Goal 1
Present the entries from the line containing "Our designer has requested the exact region of the metal" through the end of the entries as a numbered list, leaving out blank lines.

START Source excerpt

The Depositary for the Global Bonds shall be The Depository Trust
Company, a New York corporation, or its duly appointed successor
(the “Depository”). This Section 2.01 shall apply
only to a Global Bond deposited with or on behalf of the
Depository.
The
Company shall execute and the Trustee shall, in the case of each of
the IQ Notes in accordance with this Section 2.01,
authenticate and deliver initially one or more Global Bonds that
(a) shall be registered in the name of the Depository or the
nominee of the Depository and (b) shall be delivered by the Trustee
to the Depository or pursuant to the Depository’s
instructions or held by the Trustee as securities custodian.
Members
of, or participants in, the Depository (“Agent
Members”) shall have no rights under this Supplemental
Indenture with respect to any Global Bond held on their behalf by
the Depository or by the Trustee as the securities custodian or
under such Global Bond, and the Company, the Trustee and any agent
of the Company or the Trustee shall be entitled to treat the
Depository as the absolute owner of such Global Bond for all
purposes whatsoever. Notwithstanding the foregoing, nothing herein
shall prevent the Company, the Trustee or any agent of the Company
from giving effect to any written certification, proxy or other
authorization furnished by the Depository or impair, as between the
Depository and its Agent Members, the operation of customary
practices of such Depository governing the exercise of the rights
of a holder of a beneficial interest in any Global Bond.
Except as
provided in this Section 2.01, Section 2.02 or
Section 2.03, owners of beneficial interests in Global Bonds
shall not be entitled to receive physical delivery of certificated
Bonds.
2.02
Transfer and Exchange .
(a)
Transfer and Exchange of Global Bonds .
(i) The
transfer and exchange of Global Bonds or beneficial interests
therein shall be effected through the Depository, in accordance
with this Supplemental Indenture (including applicable restrictions
on transfer set forth herein, if any) and the procedures of the
Depository therefor.
(ii) Notwithstanding any other provision of this Supplemental
Indenture (other than the provisions set forth in
Section 2.03), a Global Bond may not be transferred as a whole
except by the Depository to a nominee of the Depository or by a
nominee of the Depository to the Depository or another nominee of
the Depository or by the Depository or any such nominee to a
successor Depository or a nominee of such successor Depository.
(b)
Cancellation or Adjustment of Global Bond . At such time as
all beneficial interests in a Global Bond have either been
exchanged for certificated Bonds, redeemed, purchased or canceled,
such Global Bond shall be canceled by the Trustee. At any time
prior to such cancellation, if any beneficial interest in a Global
Bond is exchanged for certificated Bonds, redeemed, purchased or
canceled, the principal amount of Bonds represented by such Global
Bond shall be reduced and an adjustment shall be made on the books
and records of the securities custodian with respect to such Global
Bond.
(c)
Obligations with Respect to Transfers and Exchanges of Bonds
.
(i) To
permit registrations of transfers and exchanges, the Company shall
execute and the Trustee shall authenticate certificated Bonds and
Global Bonds at the security registrar’s request.

END Source excerpt

Goal 2
According to the source excerpt, which entity serves as the Depositary for the Global Bonds?

START Input material

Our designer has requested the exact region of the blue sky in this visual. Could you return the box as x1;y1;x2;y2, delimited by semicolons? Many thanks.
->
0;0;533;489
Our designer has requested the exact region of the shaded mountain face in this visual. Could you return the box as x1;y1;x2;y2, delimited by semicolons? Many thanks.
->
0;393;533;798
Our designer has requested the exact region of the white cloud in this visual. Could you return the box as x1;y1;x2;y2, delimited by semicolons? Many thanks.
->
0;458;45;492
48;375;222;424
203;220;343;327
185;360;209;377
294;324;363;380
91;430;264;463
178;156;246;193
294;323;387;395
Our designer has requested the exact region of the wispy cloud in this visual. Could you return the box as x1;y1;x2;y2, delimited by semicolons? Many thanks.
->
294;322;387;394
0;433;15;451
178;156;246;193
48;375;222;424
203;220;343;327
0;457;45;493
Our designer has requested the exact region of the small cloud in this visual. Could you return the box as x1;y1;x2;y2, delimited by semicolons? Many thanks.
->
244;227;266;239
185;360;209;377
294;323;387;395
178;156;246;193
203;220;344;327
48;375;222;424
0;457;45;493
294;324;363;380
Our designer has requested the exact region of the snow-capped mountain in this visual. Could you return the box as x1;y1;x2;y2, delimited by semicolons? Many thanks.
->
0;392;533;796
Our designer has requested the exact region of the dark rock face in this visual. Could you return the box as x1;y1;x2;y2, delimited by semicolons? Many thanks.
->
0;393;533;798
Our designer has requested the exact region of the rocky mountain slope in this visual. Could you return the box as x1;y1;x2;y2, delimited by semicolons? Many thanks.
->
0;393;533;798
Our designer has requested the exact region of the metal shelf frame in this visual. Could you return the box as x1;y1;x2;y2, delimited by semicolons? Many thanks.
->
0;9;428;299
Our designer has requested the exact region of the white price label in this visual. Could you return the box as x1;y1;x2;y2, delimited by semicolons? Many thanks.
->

END Input material

Response 1
1. Our designer has requested the exact region of the metal shelf frame in this visual. Could you return the box as x1;y1;x2;y2, delimited by semicolons? Many thanks.
2. ->
3. 0;9;428;299
4. Our designer has requested the exact region of the white price label in this visual. Could you return the box as x1;y1;x2;y2, delimited by semicolons? Many thanks.
5. ->

Response 2
The Depository Trust Company, a New York corporation, or its duly appointed successor.